# PROBLEM
In the post about travel pay for household staff, copy out the stretch from "I’m a professional" through "have knowledge about.", substituting "career nanny" for "professional nanny".

# DOCUMENT EXCERPT
------------------------------------------------

I’m a professional nanny and I’ve also held household management positions. I just want to respond to one specific thing here that I have knowledge about.
It is upsetting to see a “lesson learned” as only hiring people with experience as an assistant, because a professional assistant would absolutely not work with that compensation structure.
It is absolutely the standard in professional assistant type jobs that when traveling with the family, that your travel expenses are NOT part of your compensation.
When traveling for work (including for families that travel for extensive periods of time) the standard for professionals is:
Airfare, non-shared lodgings (your own room) and food are all covered by your family and NOT deducted from your pay. Ditto any expenses that are required for work such as taxis, tickets to places you are working at. etc.
-Your work hours start when you arrive at the airport.(Yes, you charge for travel time)
You charge your full, standard hourly rate for all hours worked.
You ALSO charge a per diem because you are leaving the comfort of being in your own home / being away from friends and pets and your life.
You are ONLY expected to work for the hours that are pre-arranged that you are on the clock. (You may be OFFERED but not demanded to work more hours.)
If you are expected to be available outside of pre scheduled hours then you charge an “on call” rate for any hours they want you generally available for them.
If these hours add up to more than 45 hours/week, you charge your overtime rate.
For a professional to take three job as described they would have to pay six figures (NOT INCLUDING travel, room, board, related travel expenses). “Getting to travel to exotic locales” might be a perk, but it is NOT compensation.
The people who will NOT require this are: young people too inexperienced to know better, exploited immigrants, and poor non-professionals taking the job out of desperation.
(ETA There is some wiggle room here. Like maybe you charge your per diem rate for travel time instead of your hourly (are the kids with you when you are traveling?), or if your job is ALWAYS traveling you probably don’t have a per diem, etc.
Also, I want to note that it is VERY COMMON for non-evil well-meaning people to not realize this. )
This got a lot of upvotes so I want to clarify that this kind of arrangements isn’t UNUSUALLY EVIL. Nanny forums are filled with younger nannies or more desperate nannies who get into these jobs only to immediately regret it.
When people ask my opinion about hiring nannies I constantly have to show how things they think are perks (live in, free tickets to go places with the kids) don’t actually hold much value as perks. Because it is common for people to hold that misconception.
It is really common for parents and families to offer jobs that DON’T FOLLOW professional standards. In fact the majority of childcare jobs don’t. The educated professionals don’t take those jobs. The families are often confused why they can’t find good help that stays.
So I look at this situation and it immediately pattern matches to what EDUCATED PROFESSIONALS recognize as a bad situation.
I don’t think that means that NL folks are inherently evil. What they wanted was a common thing for people to want. The failure modes are the predictable failure modes.

------------------------------------------------

(Point annotation rows)
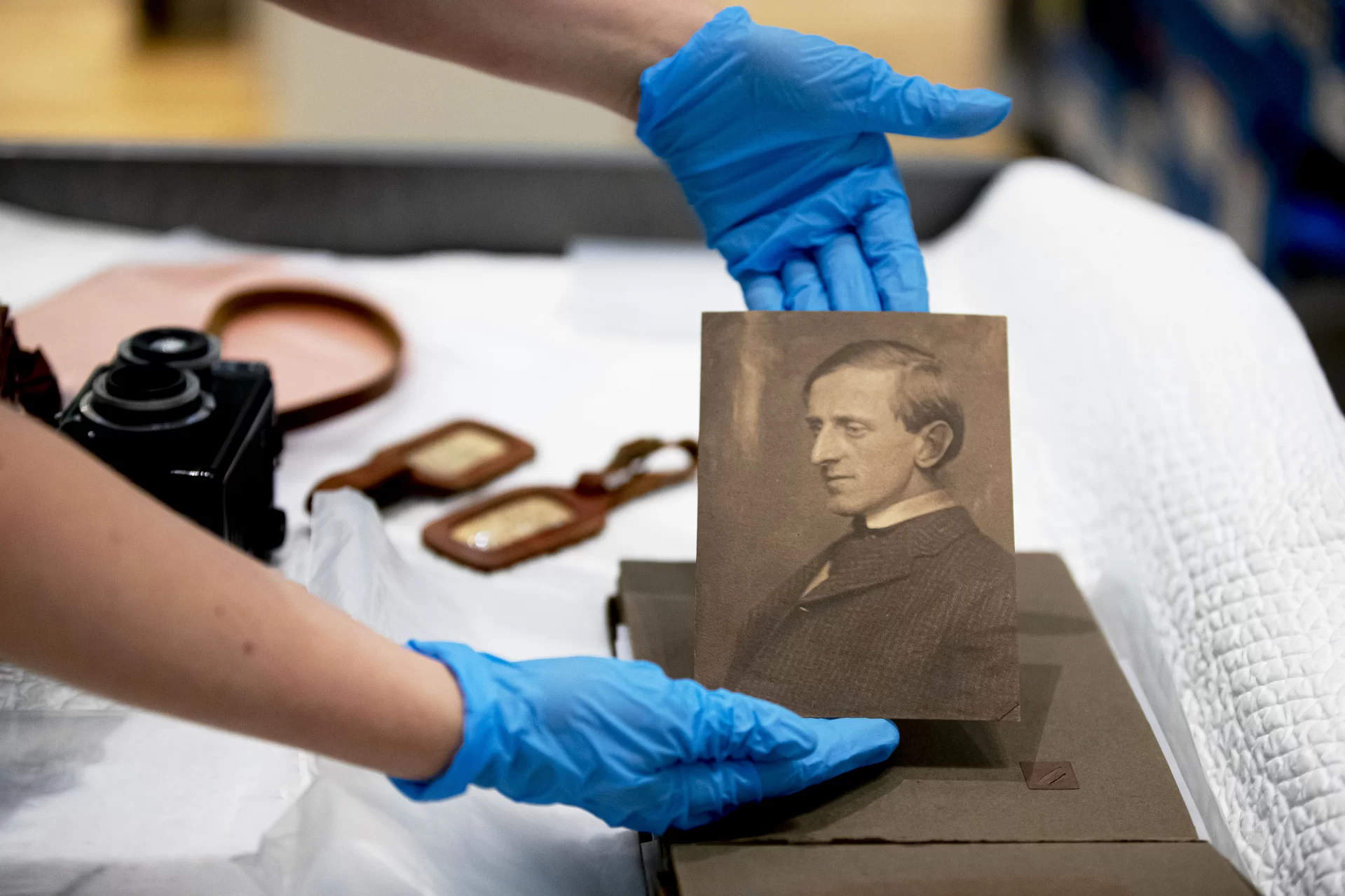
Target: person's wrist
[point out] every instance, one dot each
(670, 29)
(478, 733)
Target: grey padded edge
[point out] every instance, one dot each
(392, 201)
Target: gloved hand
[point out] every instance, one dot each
(632, 745)
(778, 142)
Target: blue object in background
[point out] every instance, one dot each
(1245, 134)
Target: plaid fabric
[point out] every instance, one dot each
(917, 621)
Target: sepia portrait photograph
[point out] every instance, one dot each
(854, 546)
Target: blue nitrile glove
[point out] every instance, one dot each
(632, 745)
(778, 142)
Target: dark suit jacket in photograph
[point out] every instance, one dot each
(916, 621)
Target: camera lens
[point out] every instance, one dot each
(149, 396)
(149, 382)
(172, 346)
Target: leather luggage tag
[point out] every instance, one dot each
(453, 457)
(526, 523)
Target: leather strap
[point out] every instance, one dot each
(249, 301)
(626, 478)
(26, 378)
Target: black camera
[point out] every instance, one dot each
(194, 431)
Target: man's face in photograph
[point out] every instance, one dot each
(860, 446)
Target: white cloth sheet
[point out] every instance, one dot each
(1173, 439)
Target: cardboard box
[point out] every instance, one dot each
(961, 790)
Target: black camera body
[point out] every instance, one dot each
(194, 431)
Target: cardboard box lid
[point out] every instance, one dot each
(963, 782)
(957, 869)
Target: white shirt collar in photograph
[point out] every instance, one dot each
(910, 509)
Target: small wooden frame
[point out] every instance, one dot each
(430, 464)
(529, 523)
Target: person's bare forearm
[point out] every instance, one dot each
(588, 49)
(108, 590)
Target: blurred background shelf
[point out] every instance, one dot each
(1229, 111)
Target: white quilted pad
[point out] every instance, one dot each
(1176, 441)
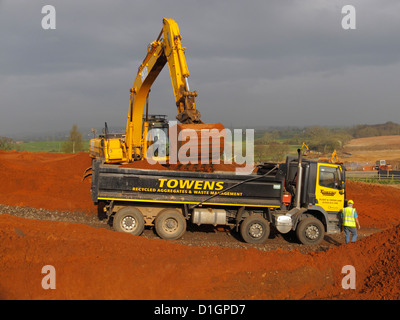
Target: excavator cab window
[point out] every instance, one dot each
(158, 129)
(330, 177)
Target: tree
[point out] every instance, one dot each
(74, 143)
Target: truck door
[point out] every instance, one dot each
(329, 189)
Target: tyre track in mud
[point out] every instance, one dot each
(202, 236)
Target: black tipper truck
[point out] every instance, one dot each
(299, 195)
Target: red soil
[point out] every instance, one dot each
(101, 264)
(45, 180)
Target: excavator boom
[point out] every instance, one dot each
(167, 48)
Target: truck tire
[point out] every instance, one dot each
(170, 224)
(255, 229)
(310, 231)
(129, 220)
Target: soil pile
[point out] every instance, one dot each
(45, 180)
(377, 205)
(101, 264)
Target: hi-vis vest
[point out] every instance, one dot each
(348, 217)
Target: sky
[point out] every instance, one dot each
(253, 63)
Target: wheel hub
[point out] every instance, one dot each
(128, 223)
(170, 225)
(256, 230)
(312, 232)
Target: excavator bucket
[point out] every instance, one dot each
(197, 144)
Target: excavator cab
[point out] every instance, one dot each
(156, 130)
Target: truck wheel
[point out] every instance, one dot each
(254, 229)
(310, 231)
(170, 224)
(129, 220)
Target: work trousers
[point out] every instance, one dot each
(348, 231)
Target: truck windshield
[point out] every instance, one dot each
(329, 177)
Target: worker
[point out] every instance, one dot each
(350, 222)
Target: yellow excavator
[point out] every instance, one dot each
(132, 145)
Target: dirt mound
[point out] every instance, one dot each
(45, 180)
(377, 205)
(95, 263)
(101, 264)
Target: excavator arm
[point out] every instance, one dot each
(167, 48)
(132, 144)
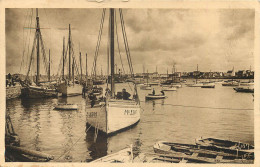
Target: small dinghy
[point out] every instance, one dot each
(153, 97)
(244, 89)
(123, 156)
(225, 144)
(208, 85)
(66, 107)
(206, 154)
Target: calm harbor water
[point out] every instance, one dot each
(186, 114)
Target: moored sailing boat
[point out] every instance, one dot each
(38, 90)
(68, 87)
(117, 114)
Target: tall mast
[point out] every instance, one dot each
(69, 54)
(172, 72)
(112, 50)
(38, 48)
(86, 67)
(73, 66)
(80, 67)
(63, 58)
(49, 70)
(167, 73)
(197, 73)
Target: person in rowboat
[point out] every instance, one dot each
(162, 92)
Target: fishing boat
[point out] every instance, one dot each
(122, 156)
(208, 85)
(205, 154)
(249, 83)
(196, 84)
(177, 85)
(169, 88)
(146, 87)
(221, 143)
(66, 107)
(38, 90)
(116, 114)
(155, 96)
(244, 89)
(156, 82)
(68, 86)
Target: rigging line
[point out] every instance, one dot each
(44, 54)
(108, 51)
(127, 44)
(118, 45)
(98, 42)
(120, 52)
(29, 38)
(34, 43)
(218, 108)
(22, 62)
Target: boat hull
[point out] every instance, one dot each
(114, 117)
(66, 107)
(70, 90)
(208, 86)
(169, 89)
(194, 85)
(244, 90)
(153, 97)
(38, 92)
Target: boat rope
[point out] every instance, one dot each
(126, 43)
(28, 58)
(98, 42)
(108, 52)
(97, 125)
(118, 45)
(218, 108)
(73, 144)
(24, 44)
(120, 51)
(31, 57)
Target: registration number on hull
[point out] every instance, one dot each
(91, 114)
(130, 112)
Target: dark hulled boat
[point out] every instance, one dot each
(38, 90)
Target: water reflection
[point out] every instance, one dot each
(55, 132)
(100, 147)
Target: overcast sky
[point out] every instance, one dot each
(217, 40)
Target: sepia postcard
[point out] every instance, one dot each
(132, 82)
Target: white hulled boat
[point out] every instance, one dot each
(38, 90)
(116, 114)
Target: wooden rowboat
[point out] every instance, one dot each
(225, 144)
(153, 97)
(123, 156)
(208, 154)
(66, 107)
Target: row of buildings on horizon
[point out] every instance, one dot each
(231, 74)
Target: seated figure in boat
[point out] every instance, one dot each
(162, 92)
(123, 95)
(93, 99)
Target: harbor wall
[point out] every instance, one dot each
(13, 92)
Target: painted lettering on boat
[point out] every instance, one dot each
(91, 114)
(130, 112)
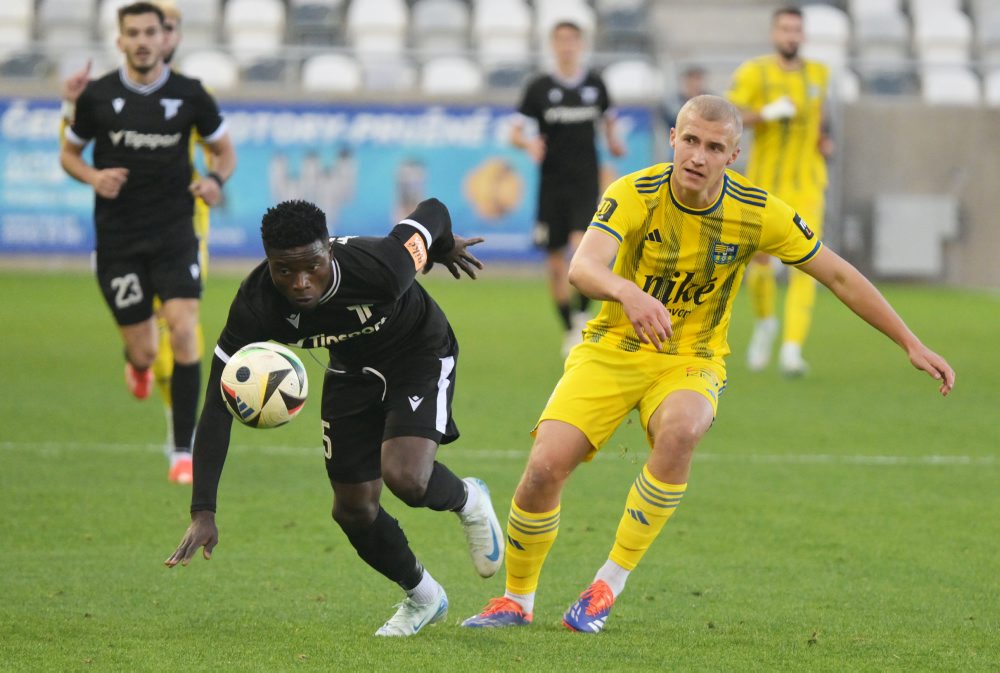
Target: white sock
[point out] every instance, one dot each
(471, 498)
(614, 575)
(426, 591)
(526, 601)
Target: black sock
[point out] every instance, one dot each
(564, 314)
(184, 387)
(383, 546)
(445, 492)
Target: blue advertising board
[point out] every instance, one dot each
(365, 166)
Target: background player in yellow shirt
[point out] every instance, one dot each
(665, 253)
(163, 366)
(782, 97)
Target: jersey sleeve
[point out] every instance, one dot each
(84, 126)
(786, 235)
(621, 210)
(208, 120)
(744, 89)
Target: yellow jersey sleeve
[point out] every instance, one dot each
(786, 235)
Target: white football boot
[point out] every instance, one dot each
(412, 616)
(482, 530)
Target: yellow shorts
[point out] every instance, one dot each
(600, 386)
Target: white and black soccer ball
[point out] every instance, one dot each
(264, 385)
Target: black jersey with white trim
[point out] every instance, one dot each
(374, 315)
(146, 129)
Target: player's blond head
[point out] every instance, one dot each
(712, 109)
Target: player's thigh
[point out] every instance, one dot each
(659, 411)
(598, 388)
(175, 269)
(126, 285)
(419, 392)
(352, 422)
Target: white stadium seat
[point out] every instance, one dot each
(217, 70)
(450, 75)
(331, 72)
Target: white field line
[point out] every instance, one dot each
(55, 448)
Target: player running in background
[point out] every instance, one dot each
(782, 96)
(387, 392)
(566, 104)
(141, 118)
(665, 253)
(163, 366)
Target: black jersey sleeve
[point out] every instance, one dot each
(208, 119)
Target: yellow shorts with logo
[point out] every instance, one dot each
(600, 386)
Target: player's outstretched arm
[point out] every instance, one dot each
(858, 294)
(201, 533)
(590, 273)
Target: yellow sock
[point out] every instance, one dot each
(762, 288)
(649, 504)
(799, 302)
(529, 539)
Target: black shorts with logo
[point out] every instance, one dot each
(411, 398)
(563, 208)
(130, 276)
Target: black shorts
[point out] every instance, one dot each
(563, 208)
(413, 399)
(130, 276)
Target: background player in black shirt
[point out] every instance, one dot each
(566, 104)
(141, 118)
(387, 392)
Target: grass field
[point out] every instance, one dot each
(847, 521)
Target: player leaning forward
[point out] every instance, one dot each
(386, 394)
(666, 253)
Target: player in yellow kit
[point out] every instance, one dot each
(665, 253)
(782, 96)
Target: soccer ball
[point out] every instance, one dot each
(264, 385)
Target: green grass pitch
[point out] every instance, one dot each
(847, 521)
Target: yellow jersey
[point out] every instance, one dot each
(691, 260)
(784, 157)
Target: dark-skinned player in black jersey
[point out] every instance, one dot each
(387, 392)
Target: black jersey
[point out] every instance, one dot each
(374, 316)
(567, 113)
(146, 129)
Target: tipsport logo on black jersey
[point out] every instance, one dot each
(144, 141)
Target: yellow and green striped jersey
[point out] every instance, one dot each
(784, 157)
(691, 260)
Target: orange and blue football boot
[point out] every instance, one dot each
(591, 609)
(499, 612)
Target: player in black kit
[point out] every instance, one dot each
(387, 391)
(140, 118)
(566, 104)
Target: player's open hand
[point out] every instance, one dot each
(108, 182)
(74, 85)
(649, 318)
(207, 190)
(201, 533)
(923, 358)
(459, 259)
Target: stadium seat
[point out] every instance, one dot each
(65, 23)
(377, 26)
(440, 26)
(950, 85)
(217, 70)
(991, 92)
(254, 29)
(634, 80)
(450, 76)
(331, 72)
(942, 36)
(316, 22)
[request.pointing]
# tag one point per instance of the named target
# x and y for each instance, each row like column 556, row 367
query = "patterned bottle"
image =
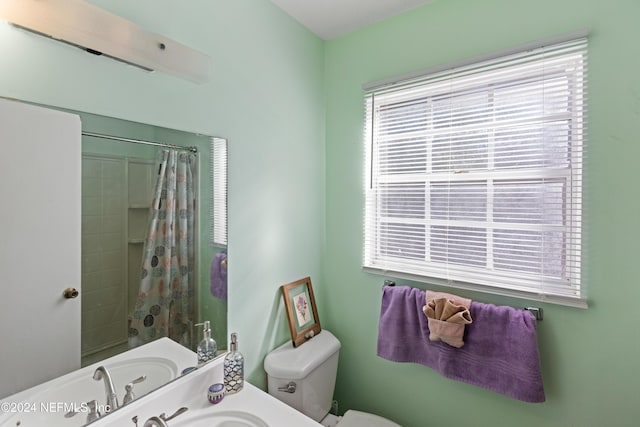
column 233, row 367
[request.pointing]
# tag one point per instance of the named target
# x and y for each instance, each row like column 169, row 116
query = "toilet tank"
column 312, row 367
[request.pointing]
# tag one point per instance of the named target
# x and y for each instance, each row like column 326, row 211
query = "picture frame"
column 302, row 312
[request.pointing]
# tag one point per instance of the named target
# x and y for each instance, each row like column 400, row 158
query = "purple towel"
column 219, row 276
column 500, row 350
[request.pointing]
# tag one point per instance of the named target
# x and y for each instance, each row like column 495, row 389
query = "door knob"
column 70, row 293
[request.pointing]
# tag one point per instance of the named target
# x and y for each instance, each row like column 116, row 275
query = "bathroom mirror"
column 118, row 181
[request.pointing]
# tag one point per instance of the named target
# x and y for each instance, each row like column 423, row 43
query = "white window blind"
column 219, row 202
column 474, row 175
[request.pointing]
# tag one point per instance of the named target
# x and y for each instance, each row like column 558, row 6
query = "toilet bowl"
column 304, row 377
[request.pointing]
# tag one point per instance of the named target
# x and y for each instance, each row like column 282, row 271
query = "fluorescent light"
column 97, row 31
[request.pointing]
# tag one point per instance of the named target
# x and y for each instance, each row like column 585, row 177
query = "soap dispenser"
column 207, row 348
column 233, row 367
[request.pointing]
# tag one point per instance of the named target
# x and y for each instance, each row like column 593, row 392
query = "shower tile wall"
column 104, row 290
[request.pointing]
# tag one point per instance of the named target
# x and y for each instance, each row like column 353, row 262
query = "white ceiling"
column 332, row 18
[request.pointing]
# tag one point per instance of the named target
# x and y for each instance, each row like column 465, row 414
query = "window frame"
column 485, row 280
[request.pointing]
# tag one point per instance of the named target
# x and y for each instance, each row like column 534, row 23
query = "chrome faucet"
column 161, row 420
column 101, row 373
column 155, row 422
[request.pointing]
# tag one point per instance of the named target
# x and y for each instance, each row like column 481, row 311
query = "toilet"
column 304, row 378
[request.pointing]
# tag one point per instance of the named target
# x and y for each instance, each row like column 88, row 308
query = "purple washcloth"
column 500, row 351
column 219, row 276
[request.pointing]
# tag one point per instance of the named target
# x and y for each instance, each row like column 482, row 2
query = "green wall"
column 291, row 106
column 265, row 95
column 589, row 357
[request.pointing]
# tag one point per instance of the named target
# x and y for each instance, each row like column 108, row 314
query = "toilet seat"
column 353, row 418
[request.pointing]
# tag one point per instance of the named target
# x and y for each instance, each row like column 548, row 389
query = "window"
column 219, row 201
column 474, row 175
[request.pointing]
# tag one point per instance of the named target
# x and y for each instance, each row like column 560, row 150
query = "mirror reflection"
column 152, row 266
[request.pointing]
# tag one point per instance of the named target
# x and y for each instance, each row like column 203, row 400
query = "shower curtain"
column 165, row 304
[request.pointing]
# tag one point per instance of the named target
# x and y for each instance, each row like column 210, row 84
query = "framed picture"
column 301, row 310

------------------------------------------------

# EXERCISE SOLUTION
I’m a career nanny and I’ve also held household management positions. I just want to respond to one specific thing here that I have knowledge about.